___ Data provided ___
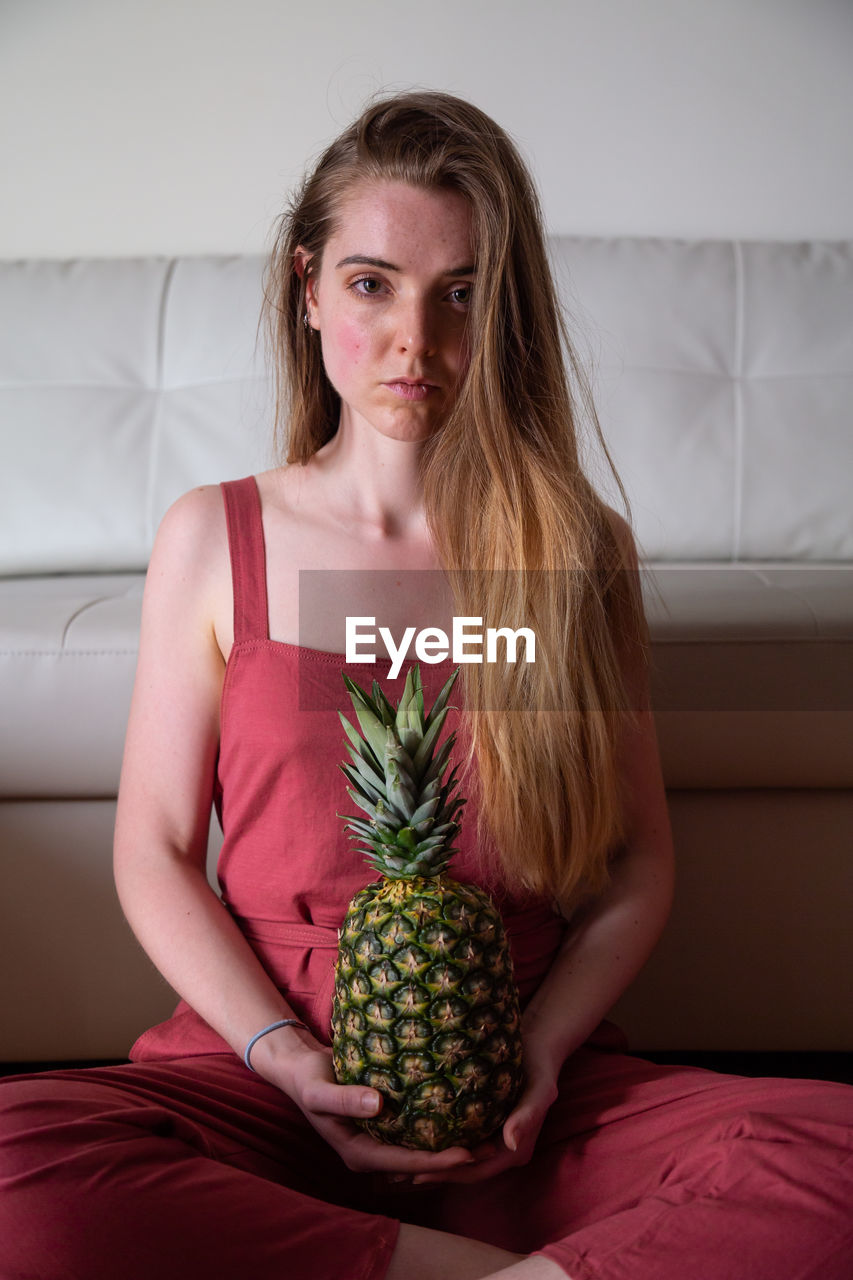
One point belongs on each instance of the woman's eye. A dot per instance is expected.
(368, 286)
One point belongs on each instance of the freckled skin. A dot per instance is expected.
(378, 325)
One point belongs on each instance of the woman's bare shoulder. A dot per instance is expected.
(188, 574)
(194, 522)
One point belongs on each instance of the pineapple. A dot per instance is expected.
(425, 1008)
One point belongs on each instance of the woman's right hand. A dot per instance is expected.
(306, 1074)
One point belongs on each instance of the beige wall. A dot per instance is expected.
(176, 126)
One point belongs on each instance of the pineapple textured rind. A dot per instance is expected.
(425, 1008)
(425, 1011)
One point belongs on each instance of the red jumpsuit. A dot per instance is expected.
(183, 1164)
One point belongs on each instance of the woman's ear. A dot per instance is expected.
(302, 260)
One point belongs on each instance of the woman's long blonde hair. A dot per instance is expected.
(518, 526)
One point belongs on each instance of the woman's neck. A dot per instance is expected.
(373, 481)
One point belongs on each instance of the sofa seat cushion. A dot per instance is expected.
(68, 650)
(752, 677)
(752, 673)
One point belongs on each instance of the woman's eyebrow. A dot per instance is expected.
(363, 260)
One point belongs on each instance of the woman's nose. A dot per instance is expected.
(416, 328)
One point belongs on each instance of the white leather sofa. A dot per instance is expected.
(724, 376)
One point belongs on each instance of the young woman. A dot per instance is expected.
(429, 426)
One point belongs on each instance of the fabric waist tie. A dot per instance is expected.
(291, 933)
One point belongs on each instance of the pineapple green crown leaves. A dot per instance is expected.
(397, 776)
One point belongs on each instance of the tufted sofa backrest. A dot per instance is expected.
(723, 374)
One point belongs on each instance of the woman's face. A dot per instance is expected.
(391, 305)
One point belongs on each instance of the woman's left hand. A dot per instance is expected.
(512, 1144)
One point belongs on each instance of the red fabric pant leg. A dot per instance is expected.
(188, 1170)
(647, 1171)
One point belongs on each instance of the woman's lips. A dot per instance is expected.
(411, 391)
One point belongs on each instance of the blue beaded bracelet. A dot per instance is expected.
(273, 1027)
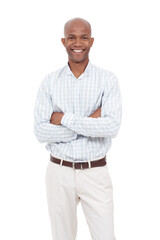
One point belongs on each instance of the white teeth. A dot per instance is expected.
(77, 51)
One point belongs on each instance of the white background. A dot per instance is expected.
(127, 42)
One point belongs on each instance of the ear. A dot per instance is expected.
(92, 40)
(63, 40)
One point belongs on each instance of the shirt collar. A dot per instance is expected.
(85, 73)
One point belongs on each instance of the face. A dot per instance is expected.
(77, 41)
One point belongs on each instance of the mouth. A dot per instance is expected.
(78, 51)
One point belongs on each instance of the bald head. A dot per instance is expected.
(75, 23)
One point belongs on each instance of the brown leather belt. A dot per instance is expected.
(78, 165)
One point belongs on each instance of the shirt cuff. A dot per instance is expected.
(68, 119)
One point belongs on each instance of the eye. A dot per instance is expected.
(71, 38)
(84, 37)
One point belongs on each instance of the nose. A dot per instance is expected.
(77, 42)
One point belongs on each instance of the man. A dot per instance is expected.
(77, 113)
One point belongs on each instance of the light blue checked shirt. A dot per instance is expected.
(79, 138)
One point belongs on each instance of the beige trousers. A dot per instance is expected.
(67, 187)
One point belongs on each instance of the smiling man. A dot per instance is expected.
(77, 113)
___
Written problem — Reproduce every line above word for word, leaving out the pictures.

Result —
One point belongs on each instance of the woman's eye. A dot per instance is expected.
(368, 286)
One point belongs on each instance of the freckled skin. A dot per instance is expected.
(378, 325)
One point belongs on each instance of the woman's bare shoulder. A dot per instance is expected.
(188, 574)
(194, 522)
One point belongs on each instance of the pineapple. A dot per instance is expected.
(425, 1008)
One point belongs on each instance of the woman's right hand. A dot per instance is expected.
(306, 1074)
One point belongs on each instance of the beige wall. A dot per instance is expected.
(176, 126)
One point belongs on each instance of the pineapple textured rind. A dot per instance is expected.
(425, 1008)
(425, 1011)
One point belongs on each instance of the red jumpsuit. A dot per instance is expected.
(183, 1164)
One point belongs on each instance of the woman's ear. A dot per instance is expected.
(302, 260)
One point belongs on each instance of the woman's long blonde hair. A dot per instance is expected.
(518, 526)
One point belongs on each instance of the woman's neck. A dot per instance is expected.
(373, 481)
One point belongs on each instance of the sofa seat cushion. A dot per instance is expected.
(68, 650)
(752, 677)
(752, 673)
One point belongs on each instance of the woman's eyebrow. A dot per instance is expected.
(363, 260)
One point belongs on each instance of the woman's nose. A dot per instance is expected.
(416, 328)
One point belongs on each instance of the white leather sofa. A dot per instance is expected.
(724, 376)
One point belongs on each instance of the young woman. A dot per instance is expected.
(429, 426)
One point belongs on each instance of the fabric waist tie. A dot per instance is expected.
(291, 933)
One point belongs on each instance of the pineapple green crown leaves. A dot per instance is expected.
(397, 776)
One point belongs on each instance of the tufted sofa backrest. A dot per instance is expected.
(723, 374)
One point belongs on each instance of the woman's face. A dot per instance is expected.
(391, 305)
One point belongs on each instance of the woman's left hand. A dot per instance is expected.
(512, 1144)
One point belongs on each instance of the red fabric pant leg. A dot per instance is expected.
(188, 1170)
(647, 1171)
One point belongs on each instance of the woman's lips. A dot per instance is expected.
(411, 391)
One point belongs on each instance of the blue beaded bracelet. A dot per instance is expected.
(273, 1027)
One point belongs on each instance of the white teeth. A dot per instance is expected.
(77, 51)
One point belongs on each instance of the white background. A dot per instance is expected.
(127, 42)
One point belongs on each instance of the ear. A dot per instance is expected.
(92, 40)
(63, 40)
One point belongs on each instance of the shirt collar. A dot per instance is expected.
(85, 73)
One point belongs on each instance of the face. A dot per instance is expected.
(77, 41)
One point belongs on each instance of the mouth. A dot per instance is expected.
(78, 51)
One point belongs on each instance of the bald head. A dot per instance is expected.
(75, 23)
One point belongs on each instance of the brown leather belt. A dot per instance is expected.
(78, 165)
One point belongs on each instance of the shirt cuff. A dot per instance is expected.
(68, 119)
One point belongs on each instance of the eye. A dot per instance is expected.
(71, 38)
(84, 37)
One point belongs on each instance of the nose. A dot per instance is expected.
(77, 42)
One point belongs on each instance of the man. A dot per instance is expected.
(77, 113)
One point belongs on each instance of the light blue checked shirt. A dot per instance is expected.
(79, 138)
One point belongs on each instance of the beige trousers. A dot per instance is expected.
(67, 187)
One point belongs on each instance of the smiling man. A dot per instance is expected.
(77, 113)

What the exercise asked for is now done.